* **Quoted passage**:
%%
No Woman, No Cry
Sue Minter's loss in the Vermont governor's race was the result of many factors ["Sue Minter on Her Loss, Gender and What's Next," December 7]. To blame it on her gender is disingenuous at best. She is not better qualified to be governor because she is a woman, yet she and her surrogates made that argument in the campaign — just as Hillary Clinton did. Feminism has finally equalized gender politics so that it is not an overriding issue.
'Refugees' — Really?
I was deeply pained that you referred to the African American teens from the Bronx as "refugees" in the subhead of ["Super Second Mom," December 7] — even though the word was in quotation marks.
Why on Earth would you refer to kids from this country as refugees, essentially marking them as "outsiders"? Would you refer to kids who are white from another part of the U.S. as refugees? Using terminology like this reinforces the "otherness" of folks of color, particularly those who are African American, as if they don't belong in places like Vermont. The picture and frame of the story also reinforce the "white savior" narrative — a white person comes to the rescue to make things better for folks of color.
I don't mean to diminish the work of Cam Whittemore, who was featured in the story. It sounds as if she saw a need and put herself out there. Instead, I encourage you as a journalistic entity to think about how race frames not just the content of a story but also the underlying messages.
[Re "Super Second Mom," December 7]: I'm writing to share my concern about the use of the term "refugees" on the cover of the December 7 issue and the publication's decision to spell out the N-word within the article. To call a group of black American teenagers "refugees" contributes to the portrayal of black people as "others" and "outsiders" in media. It strips them of their citizenship and makes Vermont feel even less welcoming to people of color.
In the article, writer Kymelya Sari relies on readers' assumptions about urban (code word for black) areas to create context for the refugee label. This perpetuates the stereotypical portrayal of urban communities as hotbeds of violence and hopelessness. Urban areas are not monolithic; there are rich cultures and positive influences embedded throughout those communities.
I feel it's also important to point out that more attention is given to what these students accomplished for the basketball team than who they were as individuals. Were they simply commodities? Was their worth dependent upon what they could do for the team? Sari offers examples of the racism and hatred these students encountered, but because she never shares how they processed those experiences, it comes off as an unfortunate part of being black in Vermont. And spelling out the N-word without giving space to the weight of that word is careless.
I hope your readers can expect some acknowledgement of how poorly this topic was handled. I always enjoyed Seven Days, but I'm so disappointed by how hurtful and tone-deaf this article was.
%%
* **Dataset entries**:
%%
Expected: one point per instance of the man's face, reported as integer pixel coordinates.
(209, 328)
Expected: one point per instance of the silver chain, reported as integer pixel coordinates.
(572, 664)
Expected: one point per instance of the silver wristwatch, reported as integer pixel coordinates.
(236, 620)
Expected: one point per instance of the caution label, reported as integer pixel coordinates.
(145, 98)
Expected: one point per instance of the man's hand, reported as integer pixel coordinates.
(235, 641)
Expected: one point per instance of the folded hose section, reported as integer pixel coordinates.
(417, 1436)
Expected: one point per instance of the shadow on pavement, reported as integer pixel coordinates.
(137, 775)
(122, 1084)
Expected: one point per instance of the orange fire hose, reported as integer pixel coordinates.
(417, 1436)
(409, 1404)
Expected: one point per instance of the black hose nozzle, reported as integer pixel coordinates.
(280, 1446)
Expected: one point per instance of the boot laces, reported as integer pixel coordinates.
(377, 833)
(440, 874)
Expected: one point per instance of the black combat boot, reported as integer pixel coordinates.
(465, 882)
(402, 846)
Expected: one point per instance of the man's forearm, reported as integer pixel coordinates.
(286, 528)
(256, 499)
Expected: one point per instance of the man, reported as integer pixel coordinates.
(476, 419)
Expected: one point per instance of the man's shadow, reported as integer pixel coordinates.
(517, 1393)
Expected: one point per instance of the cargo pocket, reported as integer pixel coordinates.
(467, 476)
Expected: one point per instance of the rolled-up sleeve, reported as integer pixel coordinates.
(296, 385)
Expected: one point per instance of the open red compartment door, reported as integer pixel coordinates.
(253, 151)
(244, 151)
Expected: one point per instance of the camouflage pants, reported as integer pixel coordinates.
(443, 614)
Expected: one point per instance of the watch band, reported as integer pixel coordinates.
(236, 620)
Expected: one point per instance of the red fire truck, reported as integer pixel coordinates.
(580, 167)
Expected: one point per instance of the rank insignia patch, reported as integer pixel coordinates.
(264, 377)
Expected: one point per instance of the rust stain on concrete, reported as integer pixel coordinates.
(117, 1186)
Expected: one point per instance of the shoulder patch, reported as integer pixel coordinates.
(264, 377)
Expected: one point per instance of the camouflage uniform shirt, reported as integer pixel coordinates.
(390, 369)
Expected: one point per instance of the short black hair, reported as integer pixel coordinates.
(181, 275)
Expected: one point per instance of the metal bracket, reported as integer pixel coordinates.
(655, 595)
%%
* **List of tasks**:
1. In the letters to the editor, who wrote the article "Super Second Mom"?
2. Name every person mentioned by name in the letters to the editor.

* **Expected outputs**:
1. Kymelya Sari

2. Sue Minter, Hillary Clinton, Cam Whittemore, Kymelya Sari